*Estratto fornito*:
Le malattie dell’apparato respiratorio rappresentano in Italia la terza causa di morte. Sono 35mila le persone che ogni anno perdano la vita a causa di problemi dell’apparato respiratorio, ben il 6,5% di tutti i decessi registrati. Il tasso d’incidenza di questa emergenza sanitaria preoccupa tutti i pneumologi che si sono riuniti a Roma per il convegno nazionale organizzato – in occasione della Giornata Mondiale della Spirometria – dall’ Associazione italiana pneumologi ospedalieri (Aipo)e dalla Società italiana di medicina respiratoria (Simer). Tra gli obiettivi fornire informazioni sull’importanza della diagnosi pneumologica mediante esame spirometrico. I disturbi più frequenti del sistema respiratorio vengono erroneamente sottovalutati dalle persone che ne soffrono. Dietro sintomi quali tosse cronica, catarro, difficoltà respiratoria e frequenti bronchiti, si possono celare malattie che, se non diagnosticate e curate in tempo, possono provocare conseguenze rischiose per la salute. La superficialità va bandita. 

 

Tra i disturbi respiratori più diffusi, l’asma colpisce oltre cinque milioni di italiani e si conferma quale malattia cronica più diffusa nell’infanzia. Sono 2,5 milioni i cittadini che soffrono invece di broncopneumopatia cronica ostruttiva (Bpco)), quarta causa di morte in Italia, un fenomeno che, a livello globale, risulta ancora più grave, collocando le malattie respiratorie al secondo posto nel mondo tra le cause di decesso. Concorrono ad aggravare ulteriormente questo preoccupante scenario le previsioni degli specialisti, secondo i quali la prevalenza di tali patologie è destinata ad aumentare a causa di vari fattori, tra cui i poco corretti stili di vita ed alcune abitudini nocive, soprattutto la cattiva alimentazione e il fumo di sigaretta, le gravi conseguenze che derivano da una diagnosi tardiva e il costante processo d’invecchiamento della popolazione italiana.

*Dati di origine*:

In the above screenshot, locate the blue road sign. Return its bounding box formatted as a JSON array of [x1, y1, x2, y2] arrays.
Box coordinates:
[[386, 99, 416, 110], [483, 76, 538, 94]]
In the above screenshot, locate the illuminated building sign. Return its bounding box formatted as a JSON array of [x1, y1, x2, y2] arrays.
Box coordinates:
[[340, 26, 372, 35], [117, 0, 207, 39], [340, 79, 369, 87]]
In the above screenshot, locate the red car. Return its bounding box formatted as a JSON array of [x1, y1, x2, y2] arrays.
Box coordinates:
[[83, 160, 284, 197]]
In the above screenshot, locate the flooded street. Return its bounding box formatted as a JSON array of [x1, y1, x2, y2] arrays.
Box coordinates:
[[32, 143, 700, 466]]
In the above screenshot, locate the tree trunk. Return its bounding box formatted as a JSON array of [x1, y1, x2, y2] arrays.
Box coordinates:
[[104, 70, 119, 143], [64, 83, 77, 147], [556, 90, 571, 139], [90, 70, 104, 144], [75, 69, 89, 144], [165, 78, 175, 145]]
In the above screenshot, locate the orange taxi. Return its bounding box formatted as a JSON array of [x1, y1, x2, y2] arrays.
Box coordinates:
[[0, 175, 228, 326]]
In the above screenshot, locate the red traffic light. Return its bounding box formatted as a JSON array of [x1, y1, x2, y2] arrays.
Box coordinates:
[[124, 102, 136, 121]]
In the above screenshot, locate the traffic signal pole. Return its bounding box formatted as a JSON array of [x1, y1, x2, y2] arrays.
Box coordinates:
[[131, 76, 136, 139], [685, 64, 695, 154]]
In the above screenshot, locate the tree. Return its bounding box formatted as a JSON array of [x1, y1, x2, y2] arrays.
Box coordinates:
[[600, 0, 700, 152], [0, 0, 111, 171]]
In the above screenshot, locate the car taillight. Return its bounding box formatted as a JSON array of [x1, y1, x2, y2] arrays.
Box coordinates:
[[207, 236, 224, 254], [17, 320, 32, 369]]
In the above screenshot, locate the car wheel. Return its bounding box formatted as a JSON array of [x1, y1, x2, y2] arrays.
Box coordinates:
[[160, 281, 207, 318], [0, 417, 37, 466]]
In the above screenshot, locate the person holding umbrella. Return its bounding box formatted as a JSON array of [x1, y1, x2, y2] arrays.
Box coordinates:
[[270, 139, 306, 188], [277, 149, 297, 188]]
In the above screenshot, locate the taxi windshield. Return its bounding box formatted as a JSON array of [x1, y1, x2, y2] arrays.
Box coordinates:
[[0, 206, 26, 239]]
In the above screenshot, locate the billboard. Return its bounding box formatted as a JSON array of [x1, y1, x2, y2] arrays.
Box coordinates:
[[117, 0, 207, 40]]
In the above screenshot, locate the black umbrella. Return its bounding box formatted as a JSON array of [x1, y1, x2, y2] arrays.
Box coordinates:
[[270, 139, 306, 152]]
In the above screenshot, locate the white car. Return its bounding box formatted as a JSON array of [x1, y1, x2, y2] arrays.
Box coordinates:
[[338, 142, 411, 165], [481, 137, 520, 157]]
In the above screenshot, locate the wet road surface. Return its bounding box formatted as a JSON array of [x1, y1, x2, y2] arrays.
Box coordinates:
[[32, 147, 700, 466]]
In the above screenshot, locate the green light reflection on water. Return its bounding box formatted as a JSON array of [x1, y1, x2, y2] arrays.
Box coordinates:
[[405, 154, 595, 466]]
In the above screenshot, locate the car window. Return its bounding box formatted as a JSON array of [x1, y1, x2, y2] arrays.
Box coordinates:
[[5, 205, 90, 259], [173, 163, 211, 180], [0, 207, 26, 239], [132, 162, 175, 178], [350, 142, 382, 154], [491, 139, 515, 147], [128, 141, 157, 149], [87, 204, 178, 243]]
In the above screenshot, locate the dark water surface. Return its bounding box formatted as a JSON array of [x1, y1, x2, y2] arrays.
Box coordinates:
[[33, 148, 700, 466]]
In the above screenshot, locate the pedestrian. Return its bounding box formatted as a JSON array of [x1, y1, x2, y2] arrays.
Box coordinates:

*Compito A*:
Traduci in inglese questa frase dell'estratto sulle malattie respiratorie: "I disturbi più frequenti del sistema respiratorio vengono erroneamente sottovalutati dalle persone che ne soffrono."
*Compito B*:
Ripeti fedelmente la parte dell'estratto sulle malattie respiratorie che inizia con le parole contenenti "Tra i disturbi" e termina con "della popolazione italiana.".

*La tua risposta A*:
The most common disorders of the respiratory system are mistakenly underestimated by the people who suffer from them.

*La tua risposta B*:
Tra i disturbi respiratori più diffusi, l’asma colpisce oltre cinque milioni di italiani e si conferma quale malattia cronica più diffusa nell’infanzia. Sono 2,5 milioni i cittadini che soffrono invece di broncopneumopatia cronica ostruttiva (Bpco)), quarta causa di morte in Italia, un fenomeno che, a livello globale, risulta ancora più grave, collocando le malattie respiratorie al secondo posto nel mondo tra le cause di decesso. Concorrono ad aggravare ulteriormente questo preoccupante scenario le previsioni degli specialisti, secondo i quali la prevalenza di tali patologie è destinata ad aumentare a causa di vari fattori, tra cui i poco corretti stili di vita ed alcune abitudini nocive, soprattutto la cattiva alimentazione e il fumo di sigaretta, le gravi conseguenze che derivano da una diagnosi tardiva e il costante processo d’invecchiamento della popolazione italiana.